▸ **Set of tasks**:
1 > Write out the peanut butter text again, starting with "A preliminary and" and going on through "limited sample sizes.", with "study" renamed to "trial" wherever it occurs.
2 > Decide whether each statement agrees with the peanut butter text, giving yes or no and quoting the words that settle it: (a) The 2013 study had a sample size of 94 patients. (b) The article titled "Here's How You Can Use Peanut Butter To Diagnose Alzheimer's Disease!" was published on 7 December 2016. (c) The study found that people with Alzheimer's disease have a harder time detecting odors from their right nostril than from their left.

(Extract provided Opens)

Peanut butter can be used to diagnose Alzheimer’s Disease.
A preliminary and limited study demonstrated a correlation between the early stages of Alzheimer’s and the reduced ability to detect odor in a person’s left nostril compared to their right, utilizing peanut butter as the source of odor.
This study, which was published in 2013 and had a sample size of only 94 patients (of which only 18 had been diagnosed with Alzheimer's), was not large enough to be conclusive; later attempts to replicate its results have failed or were based on similarly limited sample sizes.
On 7 December 2016, celebrity spokesperson for the United States’ number-one selling kitchen appliance David “Avocado” Wolfe (who believes, among other things, that the oceans contain salt to prevent water from levitating away from the planet’s surface) published an article titled “Here’s How You Can Use Peanut Butter To Diagnose Alzheimer’s Disease!”
In it, he states:
Using just a scoop of peanut butter and a ruler, clinicians have discovered a way to change lives and provide an early diagnosis for Alzheimer’s. […]
The study involved participants with Alzheimer’s and other forms of dementia. Participants were asked to close their eyes and attempt to detect an odor with one nostril at a time. Researchers used a small container of peanut butter to measure the distance from each nostril that the participants were able to detect the odor. The study found that people with Alzheimer’s disease have a harder time detecting odors from their left nostril when compared to their right nostril. […]
So why peanut butter? Because it has a strong, familiar smell. People with Alzheimer’s can lose their ability to smell even before memory problems arise.

(Extract provided Closes)
(Record extracts Opens)

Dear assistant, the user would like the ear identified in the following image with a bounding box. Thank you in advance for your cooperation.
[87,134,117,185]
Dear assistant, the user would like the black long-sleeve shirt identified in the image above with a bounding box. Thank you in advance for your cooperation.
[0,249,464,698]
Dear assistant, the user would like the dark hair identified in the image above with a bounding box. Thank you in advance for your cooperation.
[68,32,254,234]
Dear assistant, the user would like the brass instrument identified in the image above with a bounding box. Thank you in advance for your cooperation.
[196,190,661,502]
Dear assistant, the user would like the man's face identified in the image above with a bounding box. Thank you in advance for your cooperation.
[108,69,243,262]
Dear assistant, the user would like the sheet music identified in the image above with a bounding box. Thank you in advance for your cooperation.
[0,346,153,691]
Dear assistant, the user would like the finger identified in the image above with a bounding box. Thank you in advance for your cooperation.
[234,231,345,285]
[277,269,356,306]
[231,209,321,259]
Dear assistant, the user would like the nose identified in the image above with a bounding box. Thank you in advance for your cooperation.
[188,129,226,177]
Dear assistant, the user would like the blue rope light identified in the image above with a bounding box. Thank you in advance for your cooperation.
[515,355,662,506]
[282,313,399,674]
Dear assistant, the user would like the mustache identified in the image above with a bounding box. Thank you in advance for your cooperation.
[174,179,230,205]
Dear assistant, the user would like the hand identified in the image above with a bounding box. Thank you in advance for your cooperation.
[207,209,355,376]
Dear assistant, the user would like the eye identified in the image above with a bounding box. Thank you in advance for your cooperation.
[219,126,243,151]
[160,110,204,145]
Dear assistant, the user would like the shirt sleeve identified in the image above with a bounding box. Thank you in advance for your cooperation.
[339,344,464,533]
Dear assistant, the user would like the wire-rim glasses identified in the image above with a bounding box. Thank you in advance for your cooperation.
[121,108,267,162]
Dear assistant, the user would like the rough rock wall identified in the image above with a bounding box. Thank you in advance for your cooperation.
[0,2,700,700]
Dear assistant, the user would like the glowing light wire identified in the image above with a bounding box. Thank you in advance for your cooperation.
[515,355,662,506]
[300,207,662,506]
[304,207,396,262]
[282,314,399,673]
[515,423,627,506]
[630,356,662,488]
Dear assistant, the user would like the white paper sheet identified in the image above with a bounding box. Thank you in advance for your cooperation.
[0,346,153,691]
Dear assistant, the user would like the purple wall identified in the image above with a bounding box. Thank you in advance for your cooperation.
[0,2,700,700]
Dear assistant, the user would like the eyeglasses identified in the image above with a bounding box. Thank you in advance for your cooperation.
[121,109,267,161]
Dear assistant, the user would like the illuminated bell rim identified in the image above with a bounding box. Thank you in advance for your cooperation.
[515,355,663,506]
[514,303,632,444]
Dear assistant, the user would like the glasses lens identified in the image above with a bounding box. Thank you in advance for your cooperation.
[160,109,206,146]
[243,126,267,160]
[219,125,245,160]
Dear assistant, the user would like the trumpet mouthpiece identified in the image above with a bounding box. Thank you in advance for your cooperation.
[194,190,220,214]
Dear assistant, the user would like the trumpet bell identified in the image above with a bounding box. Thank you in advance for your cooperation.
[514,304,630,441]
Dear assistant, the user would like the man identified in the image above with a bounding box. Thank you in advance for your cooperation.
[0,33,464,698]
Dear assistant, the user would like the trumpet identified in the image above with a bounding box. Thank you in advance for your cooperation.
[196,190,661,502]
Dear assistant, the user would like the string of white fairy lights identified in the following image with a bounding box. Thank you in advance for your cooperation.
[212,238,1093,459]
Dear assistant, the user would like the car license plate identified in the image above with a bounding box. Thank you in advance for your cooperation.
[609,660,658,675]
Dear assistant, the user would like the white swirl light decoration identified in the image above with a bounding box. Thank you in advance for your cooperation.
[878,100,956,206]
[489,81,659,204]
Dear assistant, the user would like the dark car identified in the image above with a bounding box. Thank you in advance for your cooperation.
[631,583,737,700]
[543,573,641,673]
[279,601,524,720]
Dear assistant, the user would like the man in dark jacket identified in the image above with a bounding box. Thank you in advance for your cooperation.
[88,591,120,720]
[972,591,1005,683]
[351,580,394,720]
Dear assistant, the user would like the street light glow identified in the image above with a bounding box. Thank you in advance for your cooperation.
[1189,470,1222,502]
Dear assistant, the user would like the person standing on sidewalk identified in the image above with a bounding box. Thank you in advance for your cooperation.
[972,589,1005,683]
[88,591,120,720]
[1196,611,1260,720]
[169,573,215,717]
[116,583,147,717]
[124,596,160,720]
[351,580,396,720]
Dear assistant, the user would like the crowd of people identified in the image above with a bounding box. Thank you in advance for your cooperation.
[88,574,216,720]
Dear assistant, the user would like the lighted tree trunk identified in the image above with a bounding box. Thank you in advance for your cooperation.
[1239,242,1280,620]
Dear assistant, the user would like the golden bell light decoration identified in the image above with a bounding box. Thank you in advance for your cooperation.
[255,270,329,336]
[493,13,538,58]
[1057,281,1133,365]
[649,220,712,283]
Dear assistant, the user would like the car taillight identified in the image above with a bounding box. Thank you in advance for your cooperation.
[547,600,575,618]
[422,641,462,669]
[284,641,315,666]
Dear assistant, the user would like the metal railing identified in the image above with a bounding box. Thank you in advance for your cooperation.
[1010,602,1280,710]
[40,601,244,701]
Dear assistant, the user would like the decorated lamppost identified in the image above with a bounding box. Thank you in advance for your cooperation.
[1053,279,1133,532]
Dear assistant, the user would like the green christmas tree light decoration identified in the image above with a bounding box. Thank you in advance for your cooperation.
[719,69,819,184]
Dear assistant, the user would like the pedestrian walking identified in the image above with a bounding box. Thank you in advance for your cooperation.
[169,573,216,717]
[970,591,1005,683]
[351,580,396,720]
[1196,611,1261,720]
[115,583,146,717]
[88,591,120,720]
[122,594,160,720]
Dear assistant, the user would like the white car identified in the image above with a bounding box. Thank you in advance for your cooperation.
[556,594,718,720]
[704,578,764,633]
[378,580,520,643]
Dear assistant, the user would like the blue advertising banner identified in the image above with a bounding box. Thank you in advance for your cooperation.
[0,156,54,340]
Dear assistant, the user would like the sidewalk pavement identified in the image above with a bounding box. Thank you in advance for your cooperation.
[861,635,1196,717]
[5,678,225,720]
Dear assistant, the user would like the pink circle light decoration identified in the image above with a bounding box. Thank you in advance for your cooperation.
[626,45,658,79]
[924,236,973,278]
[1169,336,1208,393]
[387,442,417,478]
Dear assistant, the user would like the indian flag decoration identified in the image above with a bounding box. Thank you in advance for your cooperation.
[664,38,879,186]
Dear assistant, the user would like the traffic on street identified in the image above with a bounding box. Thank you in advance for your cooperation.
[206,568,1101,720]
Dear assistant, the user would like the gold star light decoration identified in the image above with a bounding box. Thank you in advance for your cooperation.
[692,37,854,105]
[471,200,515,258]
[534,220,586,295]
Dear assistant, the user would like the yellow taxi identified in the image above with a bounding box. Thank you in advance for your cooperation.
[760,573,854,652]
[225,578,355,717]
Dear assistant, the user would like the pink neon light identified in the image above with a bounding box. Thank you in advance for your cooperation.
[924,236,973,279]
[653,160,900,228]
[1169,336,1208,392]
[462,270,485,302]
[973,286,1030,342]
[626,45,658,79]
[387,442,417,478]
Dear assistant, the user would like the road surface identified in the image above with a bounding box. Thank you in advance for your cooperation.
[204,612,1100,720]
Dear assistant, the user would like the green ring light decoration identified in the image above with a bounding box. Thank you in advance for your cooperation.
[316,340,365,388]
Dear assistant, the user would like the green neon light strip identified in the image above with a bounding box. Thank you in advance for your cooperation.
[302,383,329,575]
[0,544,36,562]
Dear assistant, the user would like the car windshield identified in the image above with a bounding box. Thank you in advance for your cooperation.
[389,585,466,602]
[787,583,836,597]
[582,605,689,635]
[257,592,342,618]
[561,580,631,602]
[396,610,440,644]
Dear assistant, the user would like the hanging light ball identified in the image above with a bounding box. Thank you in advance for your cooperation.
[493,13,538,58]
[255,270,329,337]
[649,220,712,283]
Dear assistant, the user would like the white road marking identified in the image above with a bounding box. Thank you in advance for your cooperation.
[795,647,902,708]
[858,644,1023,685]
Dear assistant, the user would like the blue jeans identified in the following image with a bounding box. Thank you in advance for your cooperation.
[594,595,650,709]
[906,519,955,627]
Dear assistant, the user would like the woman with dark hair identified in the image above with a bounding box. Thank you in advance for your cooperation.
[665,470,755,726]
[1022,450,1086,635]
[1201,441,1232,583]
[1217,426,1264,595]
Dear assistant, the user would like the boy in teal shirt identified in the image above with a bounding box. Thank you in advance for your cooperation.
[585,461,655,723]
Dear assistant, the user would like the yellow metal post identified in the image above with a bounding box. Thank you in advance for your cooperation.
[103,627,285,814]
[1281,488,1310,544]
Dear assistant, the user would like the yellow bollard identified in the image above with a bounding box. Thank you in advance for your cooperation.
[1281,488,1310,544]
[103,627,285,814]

(Record extracts Closes)

▸ **Outputs in order**:
1 >
A preliminary and limited trial demonstrated a correlation between the early stages of Alzheimer’s and the reduced ability to detect odor in a person’s left nostril compared to their right, utilizing peanut butter as the source of odor.
This trial, which was published in 2013 and had a sample size of only 94 patients (of which only 18 had been diagnosed with Alzheimer's), was not large enough to be conclusive; later attempts to replicate its results have failed or were based on similarly limited sample sizes.

2 >
(a) Yes: "had a sample size of only 94 patients"
(b) Yes: "On 7 December 2016"
(c) No: "have a harder time detecting odors from their left nostril when compared to their right nostril"